An exact copy of every entry is the required answer.

+++

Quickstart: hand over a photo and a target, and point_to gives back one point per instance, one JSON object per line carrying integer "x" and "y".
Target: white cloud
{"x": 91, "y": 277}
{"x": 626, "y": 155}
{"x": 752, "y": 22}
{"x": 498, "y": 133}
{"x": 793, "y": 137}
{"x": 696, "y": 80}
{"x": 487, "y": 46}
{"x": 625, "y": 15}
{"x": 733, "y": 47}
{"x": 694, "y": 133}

+++

(Final answer)
Quickstart: hand over a photo and a target, and point_to gives back one point per instance, one JSON object per line carrying integer "x" and "y".
Target: white cloud
{"x": 91, "y": 277}
{"x": 626, "y": 155}
{"x": 752, "y": 22}
{"x": 498, "y": 133}
{"x": 793, "y": 137}
{"x": 696, "y": 80}
{"x": 487, "y": 46}
{"x": 625, "y": 15}
{"x": 733, "y": 47}
{"x": 694, "y": 133}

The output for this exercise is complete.